─── DATA TO PROCESS

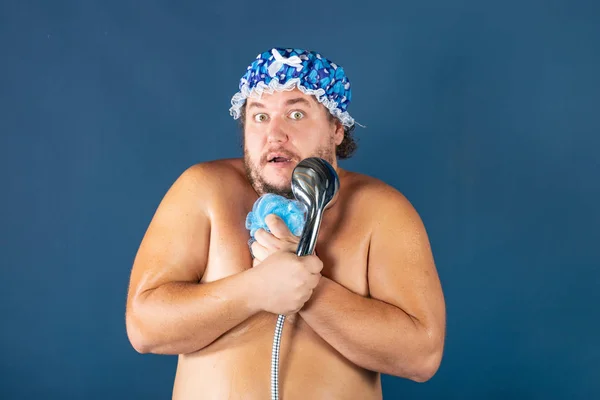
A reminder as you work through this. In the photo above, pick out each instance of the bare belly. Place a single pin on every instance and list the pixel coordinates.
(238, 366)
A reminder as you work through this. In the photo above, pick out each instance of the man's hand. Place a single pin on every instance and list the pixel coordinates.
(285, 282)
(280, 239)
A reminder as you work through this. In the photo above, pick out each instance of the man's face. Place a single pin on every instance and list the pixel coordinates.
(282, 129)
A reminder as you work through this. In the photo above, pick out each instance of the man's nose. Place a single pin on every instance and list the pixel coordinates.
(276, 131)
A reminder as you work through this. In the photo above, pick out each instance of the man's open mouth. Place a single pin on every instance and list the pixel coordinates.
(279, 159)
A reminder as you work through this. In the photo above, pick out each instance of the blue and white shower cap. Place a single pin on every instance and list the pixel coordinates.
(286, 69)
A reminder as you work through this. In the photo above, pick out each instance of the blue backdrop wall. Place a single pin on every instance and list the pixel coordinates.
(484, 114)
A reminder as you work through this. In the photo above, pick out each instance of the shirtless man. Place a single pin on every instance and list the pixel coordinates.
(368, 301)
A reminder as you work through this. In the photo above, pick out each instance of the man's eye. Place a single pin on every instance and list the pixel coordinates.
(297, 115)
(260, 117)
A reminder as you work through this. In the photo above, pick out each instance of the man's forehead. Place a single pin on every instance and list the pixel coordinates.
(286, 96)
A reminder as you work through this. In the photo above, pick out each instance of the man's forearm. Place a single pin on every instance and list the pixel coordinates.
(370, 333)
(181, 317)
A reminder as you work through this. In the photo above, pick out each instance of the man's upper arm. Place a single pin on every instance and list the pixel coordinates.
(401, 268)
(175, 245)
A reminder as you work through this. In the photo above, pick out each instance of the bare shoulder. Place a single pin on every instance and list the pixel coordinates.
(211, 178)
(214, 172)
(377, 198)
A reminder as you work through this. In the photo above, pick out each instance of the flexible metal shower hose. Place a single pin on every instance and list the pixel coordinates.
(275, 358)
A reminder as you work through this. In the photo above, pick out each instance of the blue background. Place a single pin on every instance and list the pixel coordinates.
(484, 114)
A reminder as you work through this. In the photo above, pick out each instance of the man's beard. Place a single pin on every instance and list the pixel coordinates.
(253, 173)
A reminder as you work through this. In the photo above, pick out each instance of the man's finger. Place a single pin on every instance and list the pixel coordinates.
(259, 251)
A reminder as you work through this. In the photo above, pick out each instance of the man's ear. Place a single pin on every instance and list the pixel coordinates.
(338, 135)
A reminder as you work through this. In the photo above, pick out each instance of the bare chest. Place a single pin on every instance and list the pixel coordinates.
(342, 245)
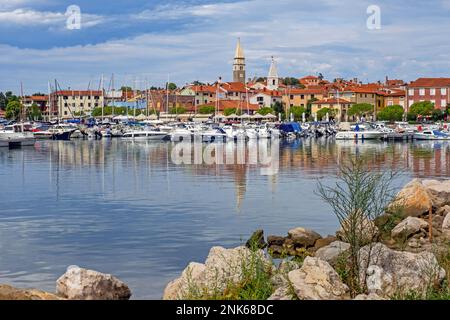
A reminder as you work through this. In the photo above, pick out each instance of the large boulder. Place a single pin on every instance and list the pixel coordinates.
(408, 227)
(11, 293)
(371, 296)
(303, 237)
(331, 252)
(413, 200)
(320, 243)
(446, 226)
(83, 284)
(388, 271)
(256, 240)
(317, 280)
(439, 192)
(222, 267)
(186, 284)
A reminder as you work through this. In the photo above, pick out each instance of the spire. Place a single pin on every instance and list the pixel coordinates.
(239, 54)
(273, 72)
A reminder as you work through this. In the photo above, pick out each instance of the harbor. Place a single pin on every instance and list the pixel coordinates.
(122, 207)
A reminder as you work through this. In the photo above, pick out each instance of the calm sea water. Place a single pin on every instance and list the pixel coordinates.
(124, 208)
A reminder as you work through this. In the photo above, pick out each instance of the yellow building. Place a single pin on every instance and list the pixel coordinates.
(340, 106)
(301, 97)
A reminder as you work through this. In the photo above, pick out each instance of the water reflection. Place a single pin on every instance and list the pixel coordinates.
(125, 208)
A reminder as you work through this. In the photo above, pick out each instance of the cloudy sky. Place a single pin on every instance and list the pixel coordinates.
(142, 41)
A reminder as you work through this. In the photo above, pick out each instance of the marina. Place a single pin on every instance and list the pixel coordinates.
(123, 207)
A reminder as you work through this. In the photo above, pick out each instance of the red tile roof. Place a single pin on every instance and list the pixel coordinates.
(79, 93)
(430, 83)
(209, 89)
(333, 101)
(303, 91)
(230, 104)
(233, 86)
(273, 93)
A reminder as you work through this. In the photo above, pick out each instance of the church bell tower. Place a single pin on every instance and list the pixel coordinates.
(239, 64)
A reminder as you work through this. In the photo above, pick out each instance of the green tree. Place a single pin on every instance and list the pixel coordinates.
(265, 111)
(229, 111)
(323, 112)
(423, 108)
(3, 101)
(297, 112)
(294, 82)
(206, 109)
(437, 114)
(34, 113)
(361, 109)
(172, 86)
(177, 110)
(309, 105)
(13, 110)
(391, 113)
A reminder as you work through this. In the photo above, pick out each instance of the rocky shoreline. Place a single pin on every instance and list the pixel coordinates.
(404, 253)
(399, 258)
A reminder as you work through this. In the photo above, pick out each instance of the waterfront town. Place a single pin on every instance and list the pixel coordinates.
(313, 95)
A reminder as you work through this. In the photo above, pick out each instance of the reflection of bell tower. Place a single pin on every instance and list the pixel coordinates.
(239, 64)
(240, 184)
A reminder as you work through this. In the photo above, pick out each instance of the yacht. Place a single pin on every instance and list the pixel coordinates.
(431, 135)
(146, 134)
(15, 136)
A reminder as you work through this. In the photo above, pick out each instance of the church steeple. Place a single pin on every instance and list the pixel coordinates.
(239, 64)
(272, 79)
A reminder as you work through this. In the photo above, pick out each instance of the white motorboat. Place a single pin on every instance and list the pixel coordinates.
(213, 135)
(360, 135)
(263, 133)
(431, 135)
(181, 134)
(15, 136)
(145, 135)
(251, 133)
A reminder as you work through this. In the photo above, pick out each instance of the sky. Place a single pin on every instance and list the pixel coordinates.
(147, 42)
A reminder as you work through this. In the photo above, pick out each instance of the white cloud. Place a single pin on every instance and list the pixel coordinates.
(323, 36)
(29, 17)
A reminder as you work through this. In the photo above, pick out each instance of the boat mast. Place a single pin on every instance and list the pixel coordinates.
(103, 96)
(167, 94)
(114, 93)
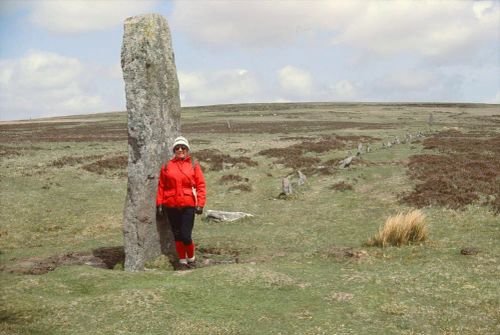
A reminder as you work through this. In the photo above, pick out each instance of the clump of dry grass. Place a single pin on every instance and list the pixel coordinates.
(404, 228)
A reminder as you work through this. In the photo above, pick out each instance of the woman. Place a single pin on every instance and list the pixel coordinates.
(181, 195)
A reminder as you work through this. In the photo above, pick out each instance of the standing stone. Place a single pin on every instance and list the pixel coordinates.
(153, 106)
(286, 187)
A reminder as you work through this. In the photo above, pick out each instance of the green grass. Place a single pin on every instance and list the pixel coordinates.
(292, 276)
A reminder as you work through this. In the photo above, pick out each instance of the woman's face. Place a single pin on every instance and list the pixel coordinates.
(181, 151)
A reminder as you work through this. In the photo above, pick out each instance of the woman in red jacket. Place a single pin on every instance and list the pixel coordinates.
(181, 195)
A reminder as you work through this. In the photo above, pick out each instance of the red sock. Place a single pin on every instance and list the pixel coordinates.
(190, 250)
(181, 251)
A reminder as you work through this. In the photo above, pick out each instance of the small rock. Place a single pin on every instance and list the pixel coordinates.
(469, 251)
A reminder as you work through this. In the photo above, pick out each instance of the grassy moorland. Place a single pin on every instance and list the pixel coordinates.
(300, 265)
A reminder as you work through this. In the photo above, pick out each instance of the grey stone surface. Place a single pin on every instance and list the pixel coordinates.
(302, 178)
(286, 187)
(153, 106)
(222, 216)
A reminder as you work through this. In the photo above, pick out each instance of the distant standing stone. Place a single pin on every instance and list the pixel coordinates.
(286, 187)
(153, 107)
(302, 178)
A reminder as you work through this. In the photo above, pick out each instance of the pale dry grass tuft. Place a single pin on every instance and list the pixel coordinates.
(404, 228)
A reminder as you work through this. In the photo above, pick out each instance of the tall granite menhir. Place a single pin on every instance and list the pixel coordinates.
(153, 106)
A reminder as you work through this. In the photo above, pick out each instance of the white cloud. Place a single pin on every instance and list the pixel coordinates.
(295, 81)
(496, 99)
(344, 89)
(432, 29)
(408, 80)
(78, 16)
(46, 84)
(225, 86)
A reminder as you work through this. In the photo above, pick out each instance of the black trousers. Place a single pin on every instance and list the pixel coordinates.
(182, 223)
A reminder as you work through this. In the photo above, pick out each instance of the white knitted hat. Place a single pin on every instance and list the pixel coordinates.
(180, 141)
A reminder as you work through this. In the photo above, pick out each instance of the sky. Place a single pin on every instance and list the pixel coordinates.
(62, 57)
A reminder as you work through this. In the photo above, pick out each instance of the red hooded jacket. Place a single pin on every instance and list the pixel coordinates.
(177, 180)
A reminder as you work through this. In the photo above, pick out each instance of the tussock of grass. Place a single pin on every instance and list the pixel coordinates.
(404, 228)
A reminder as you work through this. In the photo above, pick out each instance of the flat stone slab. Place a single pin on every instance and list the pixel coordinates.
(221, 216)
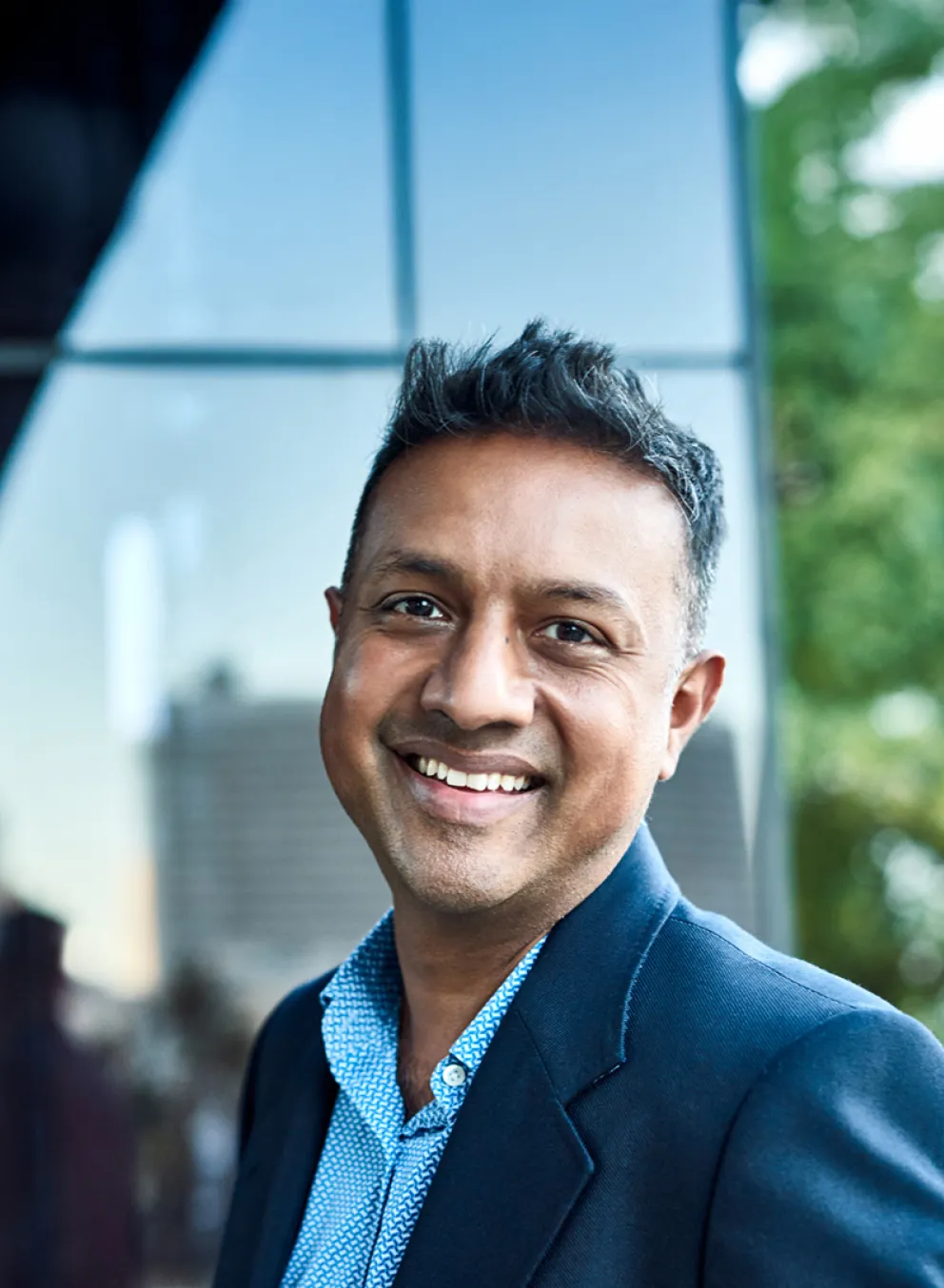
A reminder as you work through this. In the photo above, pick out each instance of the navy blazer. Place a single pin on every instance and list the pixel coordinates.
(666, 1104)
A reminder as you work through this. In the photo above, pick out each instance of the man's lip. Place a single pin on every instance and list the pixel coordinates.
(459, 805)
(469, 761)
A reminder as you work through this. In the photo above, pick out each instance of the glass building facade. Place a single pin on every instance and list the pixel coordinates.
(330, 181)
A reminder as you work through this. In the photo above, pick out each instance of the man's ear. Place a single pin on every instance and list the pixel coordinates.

──────

Leave out every picture and copy verbatim the lines running from the line containing "of the tussock" through the final line of the data.

OUTPUT OF THE TASK
A reminder as you work through this. In the photo above, pick out each instance of the tussock of grass. Place a single pin on every instance and list the pixel coordinates.
(404, 228)
A reminder as you work through this. In the photo above, pick out each instance of the flat stone slab. Place a single pin on every instance and list the pixel coordinates.
(221, 216)
A reminder as you work through this. In the photo above, pick out each instance of the navy blazer. Place a single pin on every instance and list the pixel coordinates.
(666, 1104)
A reminder as you work through this. In the photo above, pick out each instance of the man's lip. Place a single pin on every instance and list the pixel coordinates.
(459, 805)
(469, 761)
A reminder as you work through this. In the photo above, pick out each instance of the glass building facade. Place a single pin on every instance and list the pixel coordinates.
(330, 181)
A reminder as you work through this. In the photo above, pick out each instance of the man's ear. Place a single pin on every instance and list the pixel coordinates.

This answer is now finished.